**TASK REQUIREMENTS**. Please give a word-for-word repeat of the line containing "Query: fallen branch across water" and all lines that come after it in the entries below, ending at the last line.

═════ MATERIAL PROVIDED

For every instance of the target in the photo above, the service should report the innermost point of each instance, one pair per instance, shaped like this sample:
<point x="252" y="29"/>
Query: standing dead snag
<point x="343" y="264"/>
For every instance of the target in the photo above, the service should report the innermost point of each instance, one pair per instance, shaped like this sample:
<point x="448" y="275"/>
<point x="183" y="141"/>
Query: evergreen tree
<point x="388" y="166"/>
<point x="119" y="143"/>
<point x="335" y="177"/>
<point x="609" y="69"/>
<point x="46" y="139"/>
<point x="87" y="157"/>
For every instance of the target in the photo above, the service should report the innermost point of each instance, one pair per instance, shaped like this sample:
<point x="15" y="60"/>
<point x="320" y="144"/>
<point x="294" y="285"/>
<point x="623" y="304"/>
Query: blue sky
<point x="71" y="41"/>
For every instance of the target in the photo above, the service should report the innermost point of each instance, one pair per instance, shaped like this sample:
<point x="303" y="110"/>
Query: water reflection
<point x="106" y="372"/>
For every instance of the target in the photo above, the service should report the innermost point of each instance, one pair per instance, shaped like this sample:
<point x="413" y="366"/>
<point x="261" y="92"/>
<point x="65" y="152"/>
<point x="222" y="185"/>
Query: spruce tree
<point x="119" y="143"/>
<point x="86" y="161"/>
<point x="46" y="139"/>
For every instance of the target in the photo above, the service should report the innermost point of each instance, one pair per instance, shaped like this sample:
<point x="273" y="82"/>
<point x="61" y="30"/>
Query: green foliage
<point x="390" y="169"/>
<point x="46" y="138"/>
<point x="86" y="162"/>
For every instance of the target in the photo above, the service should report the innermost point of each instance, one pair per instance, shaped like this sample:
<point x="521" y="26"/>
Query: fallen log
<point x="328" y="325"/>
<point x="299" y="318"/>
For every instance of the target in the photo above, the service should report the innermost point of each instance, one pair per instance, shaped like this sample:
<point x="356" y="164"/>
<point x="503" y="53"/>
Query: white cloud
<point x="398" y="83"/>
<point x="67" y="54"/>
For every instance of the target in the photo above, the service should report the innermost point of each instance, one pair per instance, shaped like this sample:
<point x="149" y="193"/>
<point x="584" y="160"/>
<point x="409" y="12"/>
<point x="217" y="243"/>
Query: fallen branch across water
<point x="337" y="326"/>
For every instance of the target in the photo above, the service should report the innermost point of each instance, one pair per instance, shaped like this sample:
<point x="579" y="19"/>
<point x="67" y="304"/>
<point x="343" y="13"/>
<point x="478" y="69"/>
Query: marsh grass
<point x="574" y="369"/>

══════════

**COMPLETED EXERCISE**.
Query: fallen branch across water
<point x="337" y="326"/>
For every instance of the target in the photo above, the service should report the innermost point of each instance, one pair per instance, shaped like this sample:
<point x="579" y="19"/>
<point x="67" y="304"/>
<point x="343" y="13"/>
<point x="478" y="69"/>
Query: marsh grass
<point x="574" y="369"/>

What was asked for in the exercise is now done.